Directive
Write out again every line of the rows below, beginning with the line containing "Subject = concrete walkway" and continuing through the line containing "top-left (392, 397), bottom-right (416, 416)". Add 4 to each bounding box coordinate in the answers, and leave the Subject, Action and format lines as they are, including the sample coordinates in the format lines.

Rows from a box labeling dataset:
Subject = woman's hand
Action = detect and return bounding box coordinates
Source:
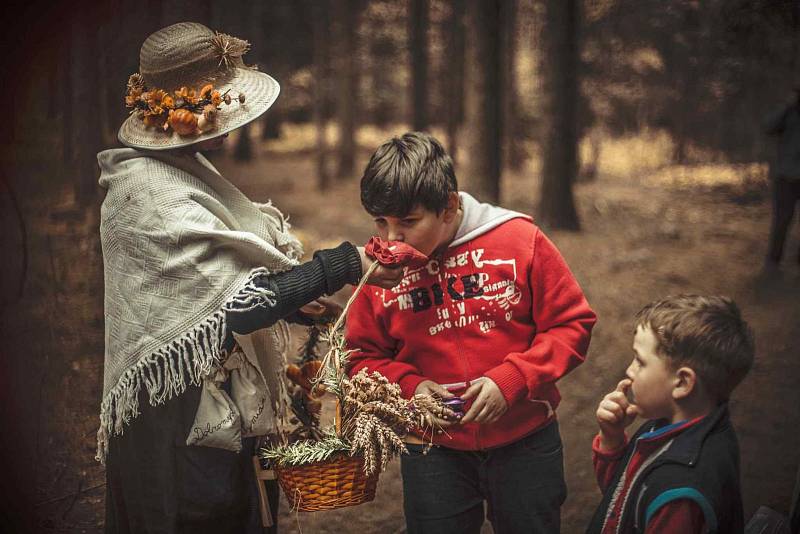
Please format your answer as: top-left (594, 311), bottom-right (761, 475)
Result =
top-left (461, 376), bottom-right (508, 425)
top-left (357, 247), bottom-right (404, 289)
top-left (299, 297), bottom-right (342, 322)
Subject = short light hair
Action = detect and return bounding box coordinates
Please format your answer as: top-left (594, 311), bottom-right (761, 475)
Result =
top-left (636, 295), bottom-right (755, 403)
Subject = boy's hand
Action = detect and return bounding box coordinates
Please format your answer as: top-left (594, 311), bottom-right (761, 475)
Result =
top-left (461, 376), bottom-right (508, 425)
top-left (356, 247), bottom-right (404, 289)
top-left (414, 380), bottom-right (458, 428)
top-left (597, 378), bottom-right (638, 451)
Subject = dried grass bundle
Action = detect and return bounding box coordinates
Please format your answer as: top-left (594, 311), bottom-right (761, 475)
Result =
top-left (262, 262), bottom-right (444, 476)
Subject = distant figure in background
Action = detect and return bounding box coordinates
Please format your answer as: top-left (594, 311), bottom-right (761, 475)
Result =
top-left (764, 89), bottom-right (800, 268)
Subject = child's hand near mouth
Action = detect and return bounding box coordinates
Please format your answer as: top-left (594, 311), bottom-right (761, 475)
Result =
top-left (597, 378), bottom-right (638, 451)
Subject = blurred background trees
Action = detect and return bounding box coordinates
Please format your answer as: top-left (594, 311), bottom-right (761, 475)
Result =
top-left (3, 0), bottom-right (800, 222)
top-left (0, 0), bottom-right (800, 532)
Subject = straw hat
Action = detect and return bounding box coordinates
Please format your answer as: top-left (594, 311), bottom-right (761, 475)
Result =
top-left (117, 22), bottom-right (280, 150)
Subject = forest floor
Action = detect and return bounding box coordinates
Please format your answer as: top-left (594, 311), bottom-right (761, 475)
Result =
top-left (0, 127), bottom-right (800, 534)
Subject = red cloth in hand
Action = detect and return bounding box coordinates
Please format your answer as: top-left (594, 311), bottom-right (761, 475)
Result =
top-left (364, 236), bottom-right (428, 268)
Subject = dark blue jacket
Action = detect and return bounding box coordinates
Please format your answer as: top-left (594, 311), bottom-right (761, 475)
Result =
top-left (586, 404), bottom-right (744, 534)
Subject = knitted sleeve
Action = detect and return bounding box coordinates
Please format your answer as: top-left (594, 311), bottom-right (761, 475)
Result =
top-left (226, 242), bottom-right (362, 340)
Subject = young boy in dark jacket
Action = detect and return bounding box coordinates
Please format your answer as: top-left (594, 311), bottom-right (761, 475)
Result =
top-left (346, 133), bottom-right (595, 534)
top-left (587, 295), bottom-right (753, 534)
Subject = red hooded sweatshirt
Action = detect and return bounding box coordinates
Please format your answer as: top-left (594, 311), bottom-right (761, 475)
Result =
top-left (346, 193), bottom-right (596, 450)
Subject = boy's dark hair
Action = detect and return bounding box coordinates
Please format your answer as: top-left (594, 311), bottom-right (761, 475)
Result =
top-left (361, 132), bottom-right (458, 217)
top-left (636, 295), bottom-right (755, 402)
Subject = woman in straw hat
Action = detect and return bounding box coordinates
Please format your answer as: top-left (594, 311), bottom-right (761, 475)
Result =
top-left (97, 23), bottom-right (402, 534)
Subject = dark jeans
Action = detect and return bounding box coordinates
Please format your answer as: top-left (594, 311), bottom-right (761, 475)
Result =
top-left (400, 421), bottom-right (567, 534)
top-left (767, 178), bottom-right (800, 263)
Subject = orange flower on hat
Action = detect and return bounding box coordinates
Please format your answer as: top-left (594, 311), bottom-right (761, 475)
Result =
top-left (144, 111), bottom-right (167, 128)
top-left (175, 85), bottom-right (197, 104)
top-left (200, 83), bottom-right (214, 99)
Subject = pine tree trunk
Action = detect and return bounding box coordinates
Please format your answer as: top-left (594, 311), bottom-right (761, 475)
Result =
top-left (466, 0), bottom-right (503, 203)
top-left (408, 0), bottom-right (428, 131)
top-left (538, 0), bottom-right (580, 230)
top-left (66, 10), bottom-right (103, 206)
top-left (311, 0), bottom-right (330, 191)
top-left (500, 0), bottom-right (524, 170)
top-left (445, 0), bottom-right (466, 161)
top-left (333, 0), bottom-right (358, 179)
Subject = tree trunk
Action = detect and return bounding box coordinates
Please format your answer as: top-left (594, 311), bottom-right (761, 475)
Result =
top-left (500, 0), bottom-right (524, 170)
top-left (333, 0), bottom-right (358, 179)
top-left (445, 0), bottom-right (466, 161)
top-left (311, 0), bottom-right (331, 191)
top-left (466, 0), bottom-right (503, 203)
top-left (66, 10), bottom-right (103, 206)
top-left (260, 0), bottom-right (288, 141)
top-left (408, 0), bottom-right (428, 131)
top-left (538, 0), bottom-right (580, 230)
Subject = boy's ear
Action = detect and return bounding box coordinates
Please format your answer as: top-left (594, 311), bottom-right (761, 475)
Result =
top-left (444, 191), bottom-right (461, 223)
top-left (672, 367), bottom-right (697, 400)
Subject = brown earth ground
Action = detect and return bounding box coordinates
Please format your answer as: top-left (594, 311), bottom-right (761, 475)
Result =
top-left (0, 128), bottom-right (800, 534)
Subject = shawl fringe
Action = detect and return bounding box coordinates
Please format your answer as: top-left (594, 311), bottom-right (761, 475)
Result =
top-left (95, 267), bottom-right (276, 465)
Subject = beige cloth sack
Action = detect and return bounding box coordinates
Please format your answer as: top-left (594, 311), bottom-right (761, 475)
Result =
top-left (186, 369), bottom-right (242, 452)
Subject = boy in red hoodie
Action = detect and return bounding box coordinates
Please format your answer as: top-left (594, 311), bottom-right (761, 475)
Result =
top-left (346, 133), bottom-right (596, 534)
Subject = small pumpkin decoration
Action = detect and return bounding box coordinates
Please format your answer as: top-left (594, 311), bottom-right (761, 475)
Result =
top-left (169, 109), bottom-right (197, 135)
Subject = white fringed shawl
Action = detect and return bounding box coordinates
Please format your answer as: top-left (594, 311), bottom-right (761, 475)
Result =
top-left (97, 148), bottom-right (302, 461)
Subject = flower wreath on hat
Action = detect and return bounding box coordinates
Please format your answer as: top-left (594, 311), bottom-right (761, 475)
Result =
top-left (125, 33), bottom-right (250, 136)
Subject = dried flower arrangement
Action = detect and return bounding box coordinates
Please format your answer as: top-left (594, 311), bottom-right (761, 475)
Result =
top-left (261, 246), bottom-right (452, 511)
top-left (125, 73), bottom-right (245, 136)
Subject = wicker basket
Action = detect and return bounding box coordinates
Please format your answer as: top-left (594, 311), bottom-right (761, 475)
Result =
top-left (276, 456), bottom-right (378, 512)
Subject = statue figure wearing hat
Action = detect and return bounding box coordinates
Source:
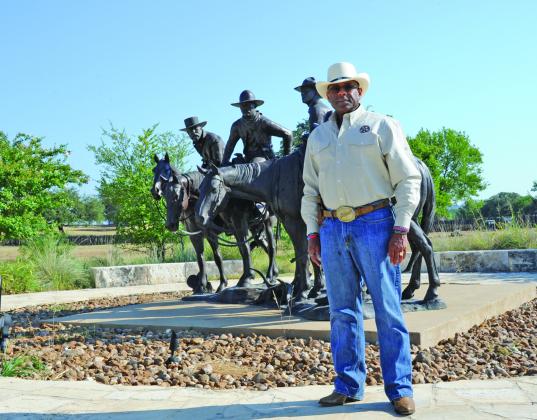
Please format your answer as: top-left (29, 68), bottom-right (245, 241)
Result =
top-left (295, 77), bottom-right (332, 132)
top-left (181, 117), bottom-right (224, 168)
top-left (223, 90), bottom-right (293, 163)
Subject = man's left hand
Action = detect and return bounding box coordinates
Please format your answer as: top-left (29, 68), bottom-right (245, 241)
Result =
top-left (388, 233), bottom-right (408, 265)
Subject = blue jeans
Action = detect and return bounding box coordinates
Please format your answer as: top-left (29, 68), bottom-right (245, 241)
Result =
top-left (319, 207), bottom-right (412, 401)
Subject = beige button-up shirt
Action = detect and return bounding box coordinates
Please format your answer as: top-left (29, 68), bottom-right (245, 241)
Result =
top-left (301, 106), bottom-right (421, 233)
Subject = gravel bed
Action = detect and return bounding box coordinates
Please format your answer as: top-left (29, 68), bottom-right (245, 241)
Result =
top-left (0, 292), bottom-right (537, 390)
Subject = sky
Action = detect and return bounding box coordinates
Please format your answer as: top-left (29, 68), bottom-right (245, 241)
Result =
top-left (0, 0), bottom-right (537, 198)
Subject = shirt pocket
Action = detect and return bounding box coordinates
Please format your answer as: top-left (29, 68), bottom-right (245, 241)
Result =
top-left (345, 132), bottom-right (383, 169)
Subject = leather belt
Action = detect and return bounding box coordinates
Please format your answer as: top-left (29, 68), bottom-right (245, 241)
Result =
top-left (322, 198), bottom-right (390, 222)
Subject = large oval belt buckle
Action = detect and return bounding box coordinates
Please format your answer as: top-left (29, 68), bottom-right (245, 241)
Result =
top-left (336, 206), bottom-right (356, 223)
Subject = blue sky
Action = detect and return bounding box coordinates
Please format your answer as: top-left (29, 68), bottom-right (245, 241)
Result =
top-left (0, 0), bottom-right (537, 198)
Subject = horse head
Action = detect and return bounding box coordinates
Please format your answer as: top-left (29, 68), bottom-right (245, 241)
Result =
top-left (196, 167), bottom-right (231, 229)
top-left (151, 153), bottom-right (173, 200)
top-left (162, 172), bottom-right (189, 232)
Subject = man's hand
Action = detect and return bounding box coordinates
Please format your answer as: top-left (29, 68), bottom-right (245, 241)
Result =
top-left (388, 233), bottom-right (408, 265)
top-left (308, 235), bottom-right (321, 267)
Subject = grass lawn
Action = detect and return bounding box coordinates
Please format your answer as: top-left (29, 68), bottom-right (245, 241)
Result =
top-left (0, 245), bottom-right (145, 261)
top-left (63, 226), bottom-right (116, 236)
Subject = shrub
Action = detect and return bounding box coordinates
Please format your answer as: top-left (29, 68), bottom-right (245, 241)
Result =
top-left (0, 355), bottom-right (47, 378)
top-left (0, 260), bottom-right (41, 294)
top-left (21, 235), bottom-right (92, 290)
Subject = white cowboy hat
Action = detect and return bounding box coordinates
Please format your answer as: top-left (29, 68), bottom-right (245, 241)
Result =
top-left (315, 62), bottom-right (369, 99)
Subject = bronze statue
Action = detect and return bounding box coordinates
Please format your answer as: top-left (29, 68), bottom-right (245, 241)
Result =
top-left (181, 117), bottom-right (224, 168)
top-left (295, 77), bottom-right (332, 132)
top-left (223, 90), bottom-right (293, 164)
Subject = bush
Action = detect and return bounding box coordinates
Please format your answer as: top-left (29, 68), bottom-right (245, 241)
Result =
top-left (0, 355), bottom-right (48, 378)
top-left (0, 260), bottom-right (41, 294)
top-left (20, 234), bottom-right (92, 290)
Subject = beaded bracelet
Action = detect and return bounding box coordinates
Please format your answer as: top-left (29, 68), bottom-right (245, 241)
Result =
top-left (393, 226), bottom-right (408, 235)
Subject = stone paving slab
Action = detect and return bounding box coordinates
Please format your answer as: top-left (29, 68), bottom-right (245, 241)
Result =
top-left (2, 273), bottom-right (537, 311)
top-left (51, 283), bottom-right (537, 347)
top-left (0, 376), bottom-right (537, 420)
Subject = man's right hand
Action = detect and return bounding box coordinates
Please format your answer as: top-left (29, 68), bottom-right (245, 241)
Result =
top-left (308, 236), bottom-right (321, 267)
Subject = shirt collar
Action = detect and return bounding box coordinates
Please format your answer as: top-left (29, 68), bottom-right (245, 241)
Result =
top-left (329, 104), bottom-right (366, 125)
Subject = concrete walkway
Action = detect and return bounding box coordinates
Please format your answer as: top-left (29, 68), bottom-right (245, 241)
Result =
top-left (5, 273), bottom-right (537, 311)
top-left (0, 273), bottom-right (537, 420)
top-left (0, 376), bottom-right (537, 420)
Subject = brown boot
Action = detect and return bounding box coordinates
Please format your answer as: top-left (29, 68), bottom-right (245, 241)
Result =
top-left (319, 391), bottom-right (360, 407)
top-left (392, 397), bottom-right (416, 416)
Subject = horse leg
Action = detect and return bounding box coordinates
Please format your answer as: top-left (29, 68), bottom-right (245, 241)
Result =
top-left (207, 236), bottom-right (227, 293)
top-left (402, 239), bottom-right (420, 273)
top-left (402, 221), bottom-right (440, 300)
top-left (232, 212), bottom-right (254, 287)
top-left (260, 217), bottom-right (278, 287)
top-left (282, 218), bottom-right (311, 301)
top-left (190, 234), bottom-right (212, 294)
top-left (308, 263), bottom-right (325, 299)
top-left (423, 232), bottom-right (440, 301)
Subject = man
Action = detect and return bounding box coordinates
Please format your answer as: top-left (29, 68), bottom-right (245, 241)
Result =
top-left (223, 90), bottom-right (293, 163)
top-left (295, 77), bottom-right (332, 132)
top-left (181, 117), bottom-right (224, 168)
top-left (301, 63), bottom-right (421, 415)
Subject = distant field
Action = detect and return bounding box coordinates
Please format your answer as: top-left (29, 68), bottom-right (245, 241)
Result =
top-left (64, 226), bottom-right (116, 236)
top-left (0, 245), bottom-right (145, 261)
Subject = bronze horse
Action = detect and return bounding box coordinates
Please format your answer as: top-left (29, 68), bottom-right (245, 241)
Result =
top-left (151, 154), bottom-right (278, 293)
top-left (196, 147), bottom-right (440, 300)
top-left (196, 149), bottom-right (323, 301)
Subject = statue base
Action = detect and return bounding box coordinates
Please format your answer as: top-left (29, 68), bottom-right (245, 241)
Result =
top-left (183, 280), bottom-right (447, 321)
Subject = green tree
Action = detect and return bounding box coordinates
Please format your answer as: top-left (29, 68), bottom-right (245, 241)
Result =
top-left (408, 128), bottom-right (486, 217)
top-left (45, 187), bottom-right (82, 226)
top-left (78, 195), bottom-right (104, 223)
top-left (276, 118), bottom-right (310, 157)
top-left (0, 131), bottom-right (88, 240)
top-left (89, 125), bottom-right (190, 260)
top-left (455, 198), bottom-right (485, 220)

Answer to the problem
Subject = concrete walkway
Action = detect and return bounding box coordinates
Please format your answer as: top-left (29, 68), bottom-right (245, 241)
Result =
top-left (9, 277), bottom-right (541, 315)
top-left (4, 277), bottom-right (541, 424)
top-left (4, 380), bottom-right (541, 424)
Subject = brown boot
Action = detect and return bounding box coordinates
Please format your answer as: top-left (29, 68), bottom-right (245, 241)
Result =
top-left (323, 395), bottom-right (364, 411)
top-left (396, 401), bottom-right (420, 420)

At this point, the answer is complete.